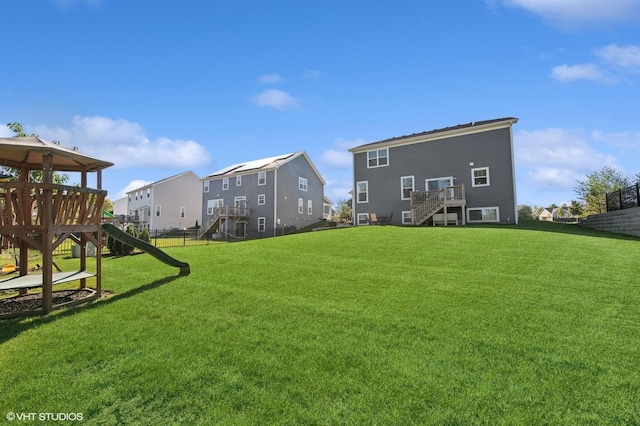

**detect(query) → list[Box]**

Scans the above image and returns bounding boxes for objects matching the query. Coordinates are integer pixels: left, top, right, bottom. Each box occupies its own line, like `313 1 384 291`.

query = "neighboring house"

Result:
201 151 324 239
322 196 333 220
538 207 573 222
127 171 202 231
113 197 129 216
349 117 518 225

-=-=-=-=-

» **Your instructions**: Pick out each line in the entries above that contains the string "query" and copy those lines without changes.

» **Solution for this problem**:
**detect(query) → list[Box]**
Scans the above image and returns bounding boxes for objects matching the query. Coordinates are integer pixels: left, top, right, bottom. Each box occupies its own line, like `313 1 384 291`.
query = "neighboring house"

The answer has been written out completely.